* What you will do
A verbatim copy of every entry is required. Produce it now.

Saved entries
►

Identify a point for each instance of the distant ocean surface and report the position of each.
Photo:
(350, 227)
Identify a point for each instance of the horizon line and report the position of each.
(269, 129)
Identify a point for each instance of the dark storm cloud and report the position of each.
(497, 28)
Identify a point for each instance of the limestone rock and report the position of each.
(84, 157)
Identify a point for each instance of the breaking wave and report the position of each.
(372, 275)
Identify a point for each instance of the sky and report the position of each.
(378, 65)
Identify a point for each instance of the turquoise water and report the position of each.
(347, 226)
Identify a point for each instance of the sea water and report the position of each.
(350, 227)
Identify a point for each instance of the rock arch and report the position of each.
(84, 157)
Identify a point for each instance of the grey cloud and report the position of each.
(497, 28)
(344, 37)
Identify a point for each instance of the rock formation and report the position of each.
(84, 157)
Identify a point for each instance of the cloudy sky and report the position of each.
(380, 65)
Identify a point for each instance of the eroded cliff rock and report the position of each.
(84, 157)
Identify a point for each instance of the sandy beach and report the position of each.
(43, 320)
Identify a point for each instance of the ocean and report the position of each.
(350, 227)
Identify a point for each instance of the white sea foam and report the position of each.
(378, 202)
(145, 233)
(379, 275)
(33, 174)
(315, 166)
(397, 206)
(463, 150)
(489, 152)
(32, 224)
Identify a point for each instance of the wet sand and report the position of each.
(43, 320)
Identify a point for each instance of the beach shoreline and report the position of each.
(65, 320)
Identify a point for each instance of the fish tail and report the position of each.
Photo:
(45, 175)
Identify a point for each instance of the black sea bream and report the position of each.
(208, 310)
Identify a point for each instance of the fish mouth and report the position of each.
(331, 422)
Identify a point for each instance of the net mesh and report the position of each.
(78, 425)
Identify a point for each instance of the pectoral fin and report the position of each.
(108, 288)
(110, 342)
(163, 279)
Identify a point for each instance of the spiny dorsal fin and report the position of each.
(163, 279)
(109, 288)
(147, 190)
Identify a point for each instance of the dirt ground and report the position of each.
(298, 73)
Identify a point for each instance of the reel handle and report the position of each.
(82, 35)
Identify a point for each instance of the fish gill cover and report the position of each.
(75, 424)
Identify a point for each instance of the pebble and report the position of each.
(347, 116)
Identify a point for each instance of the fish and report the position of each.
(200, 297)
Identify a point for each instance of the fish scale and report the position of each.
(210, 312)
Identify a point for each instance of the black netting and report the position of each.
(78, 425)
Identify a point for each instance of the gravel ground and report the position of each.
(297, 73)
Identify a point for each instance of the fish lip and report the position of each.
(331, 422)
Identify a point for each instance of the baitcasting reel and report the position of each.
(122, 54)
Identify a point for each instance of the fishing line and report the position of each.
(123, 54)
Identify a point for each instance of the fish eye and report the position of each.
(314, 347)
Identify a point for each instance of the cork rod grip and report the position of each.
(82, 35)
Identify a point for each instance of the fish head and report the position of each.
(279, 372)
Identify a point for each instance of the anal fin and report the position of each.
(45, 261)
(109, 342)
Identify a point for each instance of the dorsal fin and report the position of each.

◄

* Result
Identify a point for each instance of the distant ocean surface and report the position of each.
Photo:
(350, 227)
Identify a point for each instance of the horizon line and report the position of each.
(269, 129)
Identify a point for each instance of the dark storm cloud and report the position of each.
(497, 28)
Identify a point for each instance of the limestone rock and report the position of each.
(84, 157)
Identify a point for each instance of the breaking wave and report the position of each.
(372, 275)
Identify a point for each instance of the sky and report the position of each.
(378, 65)
Identify a point for each instance of the turquoise water and report the position of each.
(347, 226)
Identify a point for each instance of the sea water and report the position of each.
(350, 227)
Identify a point for each instance of the rock arch and report the position of each.
(84, 157)
Identify a point for each instance of the grey cloud and report the position of each.
(497, 28)
(344, 37)
Identify a point for each instance of the rock formation and report the position of each.
(84, 157)
Identify a point for each instance of the cloudy sky and report the position of each.
(380, 65)
Identify a point for each instance of the eroded cliff rock and report the position of each.
(84, 157)
Identify a point for each instance of the sandy beach and report the position of each.
(43, 320)
Identify a point for each instance of the ocean and report the position of each.
(350, 227)
Identify a point for each instance of the white sea foam and report the position of each.
(378, 202)
(145, 233)
(379, 275)
(33, 174)
(315, 166)
(397, 206)
(463, 150)
(489, 152)
(32, 224)
Identify a point for each instance of the wet sand and report the position of each.
(43, 320)
Identify a point for each instance of the beach shoreline and report the position of each.
(65, 320)
Identify a point for each instance of the fish tail and report the position of each.
Photo:
(45, 175)
Identify a point for each instance of the black sea bream and report the position of each.
(208, 310)
Identify a point for each instance of the fish mouth and report the position of each.
(331, 422)
Identify a point for each instance of the net mesh and report the position of each.
(78, 425)
Identify a point for each instance of the pectoral fin and report the position of each.
(108, 288)
(110, 342)
(163, 279)
Identify a point for each instance of the spiny dorsal fin and report the position of each.
(163, 279)
(109, 288)
(147, 190)
Identify a point for each instance of the dirt ground and report the position of each.
(298, 73)
Identify a point for each instance of the reel handle and report the position of each.
(82, 35)
Identify a point for each instance of the fish gill cover and report the position of each.
(75, 424)
Identify a point for each instance of the pebble and report the position of each.
(347, 116)
Identify a point for each instance of the fish and report the position of each.
(200, 297)
Identify a point for each instance of the fish scale and report the position of each.
(210, 312)
Identify a point for each instance of the black netting and report the position of each.
(78, 425)
Identify a point for each instance of the gravel ground and report the position of each.
(297, 73)
Identify a point for each instance of the fish lip and report the position of each.
(331, 422)
Identify a point for each instance of the baitcasting reel and report the position of each.
(122, 54)
Identify a point for each instance of the fishing line and report the position of each.
(123, 54)
Identify a point for each instance of the fish eye and report the position of each.
(314, 347)
Identify a point for each instance of the cork rod grip and report the position of each.
(82, 35)
Identify a point for each instance of the fish head and report the position of each.
(279, 372)
Identify a point for each instance of the anal fin and report the position of each.
(45, 261)
(109, 342)
Identify a point for each instance of the dorsal fin and report the position of each.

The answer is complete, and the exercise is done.